**OBJECTIVE:**
Can you transcribe, without any change, the part of the material below that opens with the line containing "sky in the image above." and runs through the end of the material?

[Dataset items]

......

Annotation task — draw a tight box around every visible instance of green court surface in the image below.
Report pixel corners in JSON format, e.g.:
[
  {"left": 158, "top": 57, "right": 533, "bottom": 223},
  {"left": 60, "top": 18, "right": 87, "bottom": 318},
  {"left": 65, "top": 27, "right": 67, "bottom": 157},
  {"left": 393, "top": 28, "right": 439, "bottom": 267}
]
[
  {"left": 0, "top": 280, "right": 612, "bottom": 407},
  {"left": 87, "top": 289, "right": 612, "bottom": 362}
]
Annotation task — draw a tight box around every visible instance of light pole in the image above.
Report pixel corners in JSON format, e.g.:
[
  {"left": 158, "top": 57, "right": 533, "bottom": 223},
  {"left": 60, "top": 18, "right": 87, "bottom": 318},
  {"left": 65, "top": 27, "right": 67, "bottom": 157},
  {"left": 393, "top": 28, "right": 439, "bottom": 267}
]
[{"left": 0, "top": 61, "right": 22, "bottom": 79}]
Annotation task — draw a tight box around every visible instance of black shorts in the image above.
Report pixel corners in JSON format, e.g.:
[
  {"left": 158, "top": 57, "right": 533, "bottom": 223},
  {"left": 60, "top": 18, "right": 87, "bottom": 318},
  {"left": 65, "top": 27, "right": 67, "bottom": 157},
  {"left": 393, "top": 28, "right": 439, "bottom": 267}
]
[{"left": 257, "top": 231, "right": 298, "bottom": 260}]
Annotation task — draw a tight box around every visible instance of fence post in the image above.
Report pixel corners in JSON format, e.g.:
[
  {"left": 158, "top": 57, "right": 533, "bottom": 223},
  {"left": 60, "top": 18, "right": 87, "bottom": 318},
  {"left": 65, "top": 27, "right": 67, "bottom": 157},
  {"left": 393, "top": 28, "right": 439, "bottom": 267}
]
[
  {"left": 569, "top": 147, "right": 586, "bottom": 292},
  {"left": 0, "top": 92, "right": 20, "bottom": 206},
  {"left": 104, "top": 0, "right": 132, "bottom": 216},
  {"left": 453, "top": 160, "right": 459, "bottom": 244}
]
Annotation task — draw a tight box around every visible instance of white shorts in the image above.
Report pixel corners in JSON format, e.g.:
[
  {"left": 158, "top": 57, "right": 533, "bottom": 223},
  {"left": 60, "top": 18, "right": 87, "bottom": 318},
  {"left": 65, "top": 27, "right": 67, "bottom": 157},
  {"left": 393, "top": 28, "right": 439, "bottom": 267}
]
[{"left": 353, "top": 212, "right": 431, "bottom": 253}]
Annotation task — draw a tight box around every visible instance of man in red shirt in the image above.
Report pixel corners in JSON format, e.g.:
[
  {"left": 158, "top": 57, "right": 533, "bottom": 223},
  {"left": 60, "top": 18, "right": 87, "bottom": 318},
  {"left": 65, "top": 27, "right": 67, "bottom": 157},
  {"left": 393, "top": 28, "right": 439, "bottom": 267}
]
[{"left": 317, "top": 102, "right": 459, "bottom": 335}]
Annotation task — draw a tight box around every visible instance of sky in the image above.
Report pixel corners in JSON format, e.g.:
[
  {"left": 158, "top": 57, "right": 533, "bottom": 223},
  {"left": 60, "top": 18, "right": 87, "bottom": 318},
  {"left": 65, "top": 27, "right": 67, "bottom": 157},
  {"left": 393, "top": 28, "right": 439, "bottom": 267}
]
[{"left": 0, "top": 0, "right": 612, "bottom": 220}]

......

**TASK OUTPUT:**
Annotation task — draw a tight box around every visible instance of sky in the image above.
Report pixel corners in JSON format, e.g.:
[
  {"left": 158, "top": 57, "right": 533, "bottom": 223},
  {"left": 60, "top": 18, "right": 87, "bottom": 318},
  {"left": 65, "top": 27, "right": 67, "bottom": 157},
  {"left": 393, "top": 28, "right": 439, "bottom": 267}
]
[{"left": 0, "top": 0, "right": 612, "bottom": 220}]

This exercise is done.